**Written problem A:** Translate this sentence from the chord-intersection thread into Spanish: "All the end points of the chords are unique."

**Reading passage:**

■ ■ ■ ■

Dhyanesh wrote:
> 1 ) Radially sort the all the points of each chord (start and end both ).
> 2 ) Start with the first start point. Have c=1, tot=0, done[1..n]=0
> 3 ) Till all points are done:
> a ) If its a start point then
> tot = tot + c
> c = c + 1
> set done for this point 1
> else if it is an end point of a start point processed then
> c = c- 1;
> set done for this point 1
> 4 ) Answer is tot.
>
> -Dhyanesh
>
> On 4/20/06, pramod <[EMAIL PROTECTED]> wrote:
> >
> > There are 'n' chords of a circle. How to find the number of pairs of
> > the chords which are intersecting in O(n log(n)) time. All the end
> > points of the chords are unique.
I think this code below gives the correct result. I'm not sure
whether it's the same as yours or not.

■ ■ ■ ■

**Record excerpts:**
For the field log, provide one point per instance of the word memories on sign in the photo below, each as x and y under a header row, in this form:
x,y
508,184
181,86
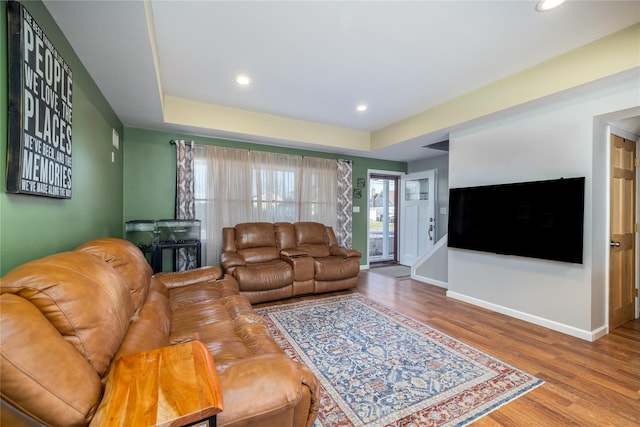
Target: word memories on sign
x,y
40,110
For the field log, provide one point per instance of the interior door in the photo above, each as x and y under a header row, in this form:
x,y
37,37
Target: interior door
x,y
622,292
417,216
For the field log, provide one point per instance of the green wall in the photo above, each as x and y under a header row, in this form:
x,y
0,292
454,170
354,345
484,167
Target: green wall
x,y
33,226
149,175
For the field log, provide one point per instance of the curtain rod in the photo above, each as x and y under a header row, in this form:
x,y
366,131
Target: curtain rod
x,y
173,142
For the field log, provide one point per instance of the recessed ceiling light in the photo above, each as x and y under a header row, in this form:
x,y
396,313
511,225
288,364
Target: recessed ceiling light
x,y
545,5
243,80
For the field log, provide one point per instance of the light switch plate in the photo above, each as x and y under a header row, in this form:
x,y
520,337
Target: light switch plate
x,y
116,139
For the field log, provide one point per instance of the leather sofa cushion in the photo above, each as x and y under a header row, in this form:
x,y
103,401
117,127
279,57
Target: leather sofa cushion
x,y
312,237
264,275
127,260
151,326
252,255
285,235
83,298
335,268
255,235
67,392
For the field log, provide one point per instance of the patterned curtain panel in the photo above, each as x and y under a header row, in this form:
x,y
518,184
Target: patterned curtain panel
x,y
345,203
185,201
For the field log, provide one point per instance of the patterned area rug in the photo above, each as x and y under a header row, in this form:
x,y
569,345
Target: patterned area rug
x,y
378,367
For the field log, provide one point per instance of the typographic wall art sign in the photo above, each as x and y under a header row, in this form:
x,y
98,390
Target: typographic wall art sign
x,y
40,110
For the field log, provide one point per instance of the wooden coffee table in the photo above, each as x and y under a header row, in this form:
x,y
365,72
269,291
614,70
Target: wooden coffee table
x,y
170,386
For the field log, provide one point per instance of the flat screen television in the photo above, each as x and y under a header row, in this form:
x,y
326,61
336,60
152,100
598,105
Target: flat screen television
x,y
538,219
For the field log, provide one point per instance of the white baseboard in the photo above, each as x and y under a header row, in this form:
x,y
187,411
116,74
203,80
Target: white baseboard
x,y
540,321
430,281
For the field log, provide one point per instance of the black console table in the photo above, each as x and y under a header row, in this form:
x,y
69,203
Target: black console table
x,y
156,257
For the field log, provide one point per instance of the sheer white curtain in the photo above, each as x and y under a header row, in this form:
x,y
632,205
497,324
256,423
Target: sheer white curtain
x,y
222,193
276,186
318,196
234,186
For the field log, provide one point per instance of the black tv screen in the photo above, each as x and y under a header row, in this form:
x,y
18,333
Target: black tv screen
x,y
539,219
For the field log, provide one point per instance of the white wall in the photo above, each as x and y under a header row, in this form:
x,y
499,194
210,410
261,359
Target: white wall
x,y
557,138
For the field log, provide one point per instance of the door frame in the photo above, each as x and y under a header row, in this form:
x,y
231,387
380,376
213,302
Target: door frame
x,y
433,186
614,131
387,173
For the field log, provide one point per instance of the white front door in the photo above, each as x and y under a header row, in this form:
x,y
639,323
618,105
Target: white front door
x,y
417,215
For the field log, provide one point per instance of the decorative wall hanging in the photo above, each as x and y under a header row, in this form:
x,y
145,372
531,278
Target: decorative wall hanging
x,y
40,107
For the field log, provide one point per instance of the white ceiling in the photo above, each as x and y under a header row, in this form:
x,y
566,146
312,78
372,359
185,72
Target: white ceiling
x,y
315,61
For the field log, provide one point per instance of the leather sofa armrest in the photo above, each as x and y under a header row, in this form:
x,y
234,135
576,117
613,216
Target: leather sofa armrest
x,y
344,252
272,382
188,277
293,253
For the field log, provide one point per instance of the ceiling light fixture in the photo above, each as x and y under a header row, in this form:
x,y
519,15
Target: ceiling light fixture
x,y
243,80
545,5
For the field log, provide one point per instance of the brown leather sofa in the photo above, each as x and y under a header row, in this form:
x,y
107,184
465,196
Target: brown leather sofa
x,y
67,317
272,261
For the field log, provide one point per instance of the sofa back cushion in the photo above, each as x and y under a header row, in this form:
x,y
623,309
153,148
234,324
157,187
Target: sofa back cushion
x,y
43,375
128,261
256,242
285,235
312,237
82,297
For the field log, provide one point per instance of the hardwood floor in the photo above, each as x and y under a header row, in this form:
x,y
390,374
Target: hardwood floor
x,y
586,383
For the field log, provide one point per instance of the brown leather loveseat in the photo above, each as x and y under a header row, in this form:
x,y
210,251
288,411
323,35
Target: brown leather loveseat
x,y
272,261
66,318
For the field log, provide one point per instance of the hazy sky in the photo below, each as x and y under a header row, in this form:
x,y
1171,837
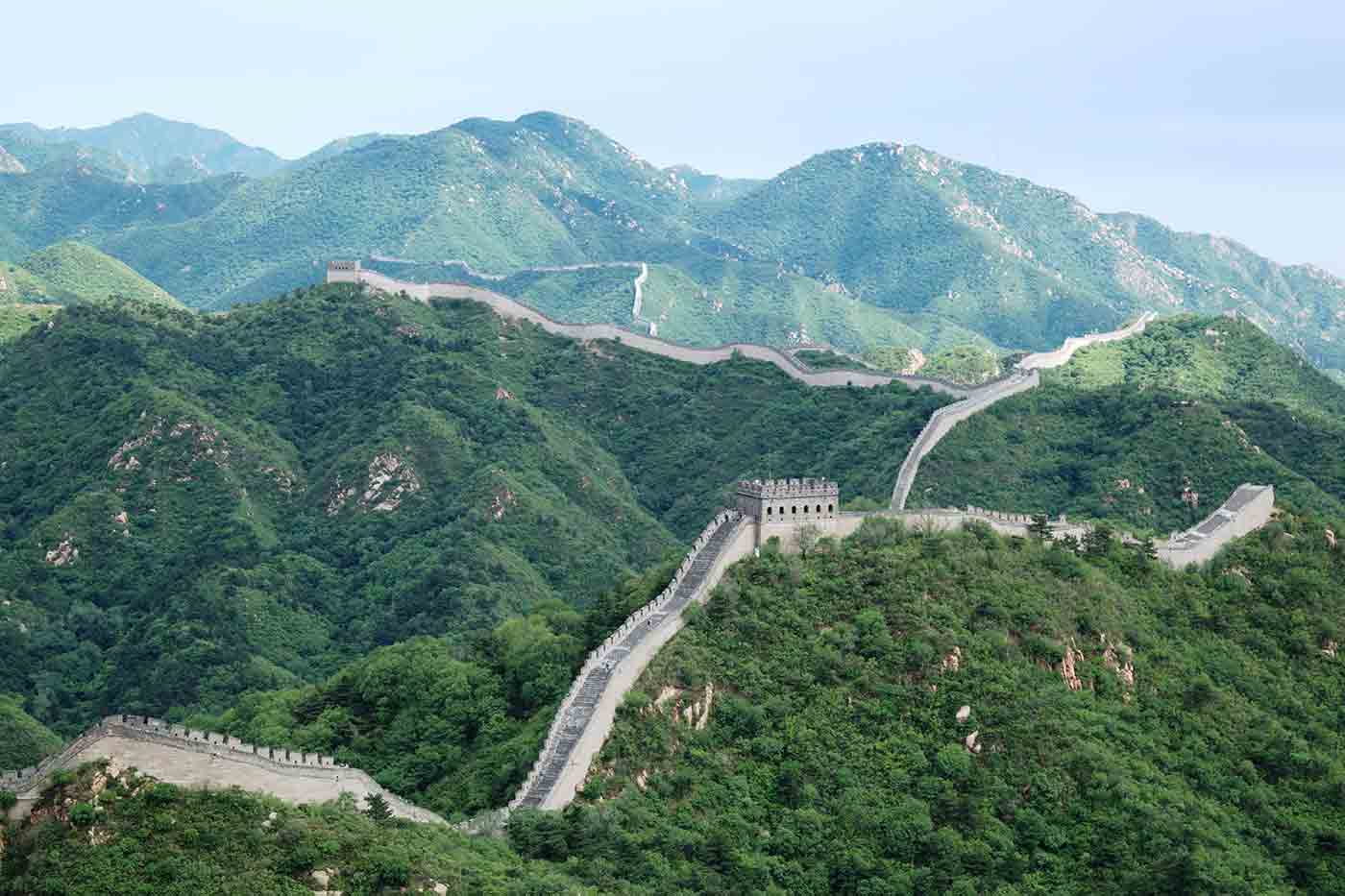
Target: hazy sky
x,y
1216,116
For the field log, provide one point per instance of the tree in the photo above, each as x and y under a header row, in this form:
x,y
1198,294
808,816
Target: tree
x,y
379,809
1039,526
809,537
1098,541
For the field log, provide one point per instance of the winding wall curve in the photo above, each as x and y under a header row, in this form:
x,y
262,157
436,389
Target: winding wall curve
x,y
1021,379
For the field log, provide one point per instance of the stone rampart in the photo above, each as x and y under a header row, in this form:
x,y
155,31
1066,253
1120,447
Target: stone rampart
x,y
1247,509
944,419
206,759
584,717
514,309
1059,356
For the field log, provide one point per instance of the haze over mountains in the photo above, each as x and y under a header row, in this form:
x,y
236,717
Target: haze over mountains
x,y
860,248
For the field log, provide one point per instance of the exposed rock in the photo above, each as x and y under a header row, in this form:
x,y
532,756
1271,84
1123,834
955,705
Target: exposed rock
x,y
206,444
390,479
915,361
1112,660
339,498
63,553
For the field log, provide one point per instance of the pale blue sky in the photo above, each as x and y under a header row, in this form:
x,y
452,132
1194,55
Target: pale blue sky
x,y
1226,117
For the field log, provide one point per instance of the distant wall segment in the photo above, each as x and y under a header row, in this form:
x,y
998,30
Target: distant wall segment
x,y
205,759
514,309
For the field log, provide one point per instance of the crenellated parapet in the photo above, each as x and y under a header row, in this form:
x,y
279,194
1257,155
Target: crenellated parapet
x,y
208,759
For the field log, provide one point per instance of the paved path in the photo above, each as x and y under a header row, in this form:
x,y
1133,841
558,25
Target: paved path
x,y
1025,376
585,717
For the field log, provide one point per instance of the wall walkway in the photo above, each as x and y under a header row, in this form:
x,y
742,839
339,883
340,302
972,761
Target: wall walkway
x,y
206,759
585,715
1022,378
514,309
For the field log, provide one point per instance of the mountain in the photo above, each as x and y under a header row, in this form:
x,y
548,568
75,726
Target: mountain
x,y
23,740
70,272
708,187
863,249
1153,432
195,506
152,148
908,229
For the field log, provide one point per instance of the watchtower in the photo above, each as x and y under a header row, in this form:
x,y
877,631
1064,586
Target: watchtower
x,y
782,506
342,272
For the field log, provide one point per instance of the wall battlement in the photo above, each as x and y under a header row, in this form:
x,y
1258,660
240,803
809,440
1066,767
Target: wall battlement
x,y
205,759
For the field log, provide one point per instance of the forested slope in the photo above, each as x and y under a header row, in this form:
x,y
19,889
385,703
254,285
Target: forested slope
x,y
1123,728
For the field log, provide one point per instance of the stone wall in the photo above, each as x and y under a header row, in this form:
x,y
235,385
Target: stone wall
x,y
205,759
944,419
1247,509
581,722
514,309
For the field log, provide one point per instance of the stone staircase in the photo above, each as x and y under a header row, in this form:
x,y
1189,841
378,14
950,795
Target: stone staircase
x,y
591,687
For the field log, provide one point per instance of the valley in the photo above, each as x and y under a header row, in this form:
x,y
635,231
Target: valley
x,y
490,510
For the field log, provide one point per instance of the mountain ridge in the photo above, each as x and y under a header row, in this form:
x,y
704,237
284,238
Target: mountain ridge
x,y
930,241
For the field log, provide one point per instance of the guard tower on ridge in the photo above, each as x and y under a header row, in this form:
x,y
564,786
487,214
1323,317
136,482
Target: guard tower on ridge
x,y
779,507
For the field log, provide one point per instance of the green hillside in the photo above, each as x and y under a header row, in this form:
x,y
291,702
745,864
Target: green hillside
x,y
74,272
23,740
908,229
1153,430
150,148
880,245
259,498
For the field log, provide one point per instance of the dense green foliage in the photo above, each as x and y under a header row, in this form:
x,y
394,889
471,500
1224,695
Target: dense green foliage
x,y
23,739
145,838
864,248
17,319
318,476
70,272
802,736
147,148
967,365
1152,432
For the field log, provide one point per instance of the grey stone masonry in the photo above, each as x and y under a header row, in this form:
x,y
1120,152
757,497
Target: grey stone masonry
x,y
793,499
206,759
577,709
514,309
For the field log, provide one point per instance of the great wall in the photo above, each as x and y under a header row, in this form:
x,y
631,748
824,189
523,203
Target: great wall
x,y
764,510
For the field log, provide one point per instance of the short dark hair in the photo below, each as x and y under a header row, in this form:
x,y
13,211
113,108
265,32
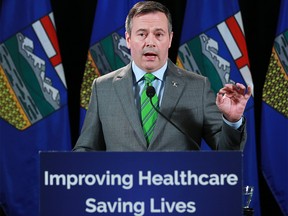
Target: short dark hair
x,y
145,7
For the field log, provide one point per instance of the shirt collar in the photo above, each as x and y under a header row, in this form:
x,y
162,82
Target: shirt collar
x,y
139,73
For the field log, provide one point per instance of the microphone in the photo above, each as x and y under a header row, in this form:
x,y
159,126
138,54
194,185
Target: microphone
x,y
150,92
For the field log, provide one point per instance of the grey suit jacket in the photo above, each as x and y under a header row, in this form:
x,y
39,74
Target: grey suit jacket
x,y
113,123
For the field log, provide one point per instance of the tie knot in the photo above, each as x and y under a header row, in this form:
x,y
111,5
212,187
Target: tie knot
x,y
149,78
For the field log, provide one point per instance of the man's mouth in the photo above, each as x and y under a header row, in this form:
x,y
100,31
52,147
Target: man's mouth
x,y
150,55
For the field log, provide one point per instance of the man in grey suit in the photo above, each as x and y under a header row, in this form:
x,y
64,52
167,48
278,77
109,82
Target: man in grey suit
x,y
113,118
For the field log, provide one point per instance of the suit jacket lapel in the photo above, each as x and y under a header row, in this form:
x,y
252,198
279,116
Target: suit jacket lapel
x,y
123,84
174,86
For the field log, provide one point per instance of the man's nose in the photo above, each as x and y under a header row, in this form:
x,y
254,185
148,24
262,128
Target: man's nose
x,y
150,41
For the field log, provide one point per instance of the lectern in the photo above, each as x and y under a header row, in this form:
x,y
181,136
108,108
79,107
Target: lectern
x,y
141,183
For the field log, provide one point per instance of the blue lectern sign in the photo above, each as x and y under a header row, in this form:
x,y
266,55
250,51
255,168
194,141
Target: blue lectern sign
x,y
141,183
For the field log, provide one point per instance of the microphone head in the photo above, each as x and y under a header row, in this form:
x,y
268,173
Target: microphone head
x,y
150,91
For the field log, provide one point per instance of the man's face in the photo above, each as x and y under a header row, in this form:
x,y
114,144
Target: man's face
x,y
149,41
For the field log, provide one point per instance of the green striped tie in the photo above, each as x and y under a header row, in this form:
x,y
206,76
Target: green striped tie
x,y
148,113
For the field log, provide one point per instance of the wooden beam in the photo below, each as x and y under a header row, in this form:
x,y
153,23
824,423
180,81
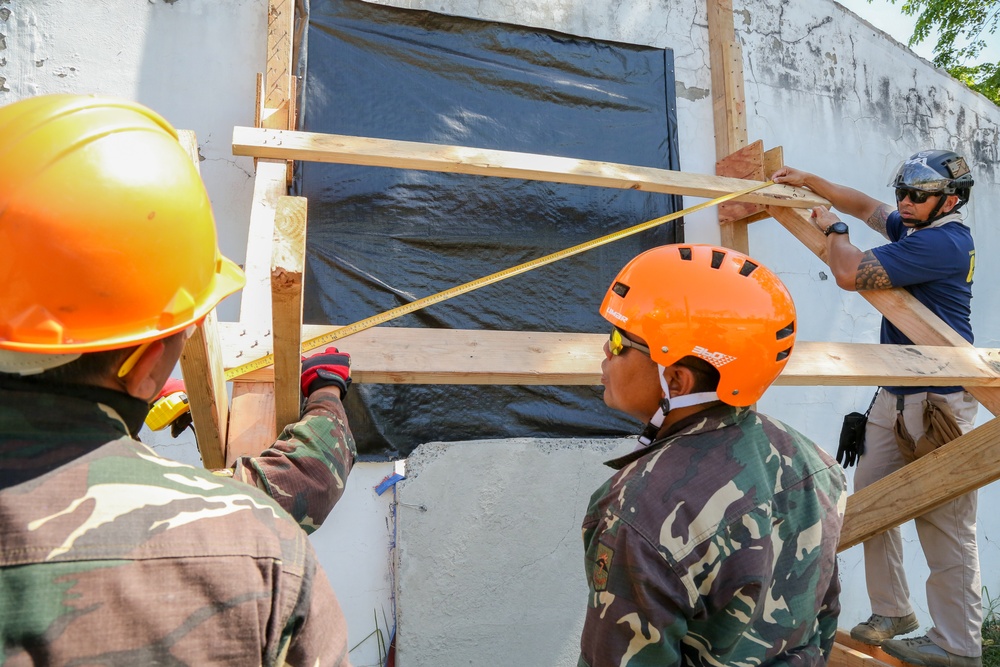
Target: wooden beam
x,y
252,418
201,366
876,657
278,73
287,270
205,384
964,464
252,423
746,163
269,186
395,355
726,62
910,316
728,102
367,151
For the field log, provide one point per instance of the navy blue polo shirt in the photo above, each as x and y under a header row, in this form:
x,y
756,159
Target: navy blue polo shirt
x,y
935,265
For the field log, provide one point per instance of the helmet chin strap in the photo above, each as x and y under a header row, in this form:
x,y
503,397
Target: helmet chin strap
x,y
666,405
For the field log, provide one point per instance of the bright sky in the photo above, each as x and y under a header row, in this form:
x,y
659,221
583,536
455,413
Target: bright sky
x,y
890,18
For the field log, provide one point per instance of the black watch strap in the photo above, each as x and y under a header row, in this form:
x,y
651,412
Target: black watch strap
x,y
837,228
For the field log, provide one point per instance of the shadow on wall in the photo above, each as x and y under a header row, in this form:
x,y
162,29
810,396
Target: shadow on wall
x,y
199,67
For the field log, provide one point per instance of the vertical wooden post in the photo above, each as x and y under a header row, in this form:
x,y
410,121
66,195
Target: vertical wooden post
x,y
201,365
728,101
287,270
252,420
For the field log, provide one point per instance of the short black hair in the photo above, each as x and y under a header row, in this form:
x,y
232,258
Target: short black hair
x,y
91,367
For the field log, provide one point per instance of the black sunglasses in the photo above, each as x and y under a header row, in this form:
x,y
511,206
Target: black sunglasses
x,y
916,196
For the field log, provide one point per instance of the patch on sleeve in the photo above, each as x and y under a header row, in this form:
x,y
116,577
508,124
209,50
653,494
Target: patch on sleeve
x,y
602,567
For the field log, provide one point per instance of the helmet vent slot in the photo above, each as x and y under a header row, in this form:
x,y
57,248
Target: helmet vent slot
x,y
747,268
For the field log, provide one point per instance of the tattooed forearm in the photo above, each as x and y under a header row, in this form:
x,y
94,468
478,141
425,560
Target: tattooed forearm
x,y
878,218
871,274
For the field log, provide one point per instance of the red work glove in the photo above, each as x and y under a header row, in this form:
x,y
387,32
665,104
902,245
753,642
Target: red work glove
x,y
331,368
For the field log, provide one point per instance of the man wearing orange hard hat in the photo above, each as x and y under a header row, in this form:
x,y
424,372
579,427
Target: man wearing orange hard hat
x,y
715,541
109,553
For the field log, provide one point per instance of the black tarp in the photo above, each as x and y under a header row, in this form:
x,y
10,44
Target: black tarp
x,y
382,237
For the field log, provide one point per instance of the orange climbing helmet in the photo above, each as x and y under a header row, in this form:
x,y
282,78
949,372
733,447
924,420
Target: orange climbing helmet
x,y
708,302
107,237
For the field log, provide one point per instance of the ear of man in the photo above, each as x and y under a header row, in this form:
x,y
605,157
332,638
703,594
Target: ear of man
x,y
143,381
680,379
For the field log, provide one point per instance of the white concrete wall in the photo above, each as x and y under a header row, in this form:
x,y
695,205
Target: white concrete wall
x,y
843,100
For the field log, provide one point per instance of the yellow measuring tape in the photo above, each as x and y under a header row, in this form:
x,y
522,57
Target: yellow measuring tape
x,y
381,318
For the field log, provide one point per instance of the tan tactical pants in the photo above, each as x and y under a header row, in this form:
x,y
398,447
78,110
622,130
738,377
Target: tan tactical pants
x,y
947,534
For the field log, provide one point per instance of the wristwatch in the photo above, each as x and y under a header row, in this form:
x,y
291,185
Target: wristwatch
x,y
837,228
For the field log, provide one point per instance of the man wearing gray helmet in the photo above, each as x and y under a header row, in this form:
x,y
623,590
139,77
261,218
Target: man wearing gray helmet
x,y
931,254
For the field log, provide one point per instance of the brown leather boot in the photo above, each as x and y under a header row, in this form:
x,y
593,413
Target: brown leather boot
x,y
878,628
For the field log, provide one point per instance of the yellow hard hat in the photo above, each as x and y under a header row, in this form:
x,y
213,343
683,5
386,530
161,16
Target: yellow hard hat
x,y
107,237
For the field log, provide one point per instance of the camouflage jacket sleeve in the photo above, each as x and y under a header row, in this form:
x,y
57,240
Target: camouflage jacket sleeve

■ ■ ■ ■

**Written problem B:** Change "jacket" to "coat" in the records, from the line containing "of the camouflage" through the end of the records. Give back only those lines, with nothing else altered.

**Worked solution A:** Todos los extremos de las cuerdas son únicos.

**Worked solution B:**
For the field log, provide one point per instance of the camouflage coat sleeve in the photo above, each as x and y under a header row, in this form:
x,y
57,240
Target: camouflage coat sleeve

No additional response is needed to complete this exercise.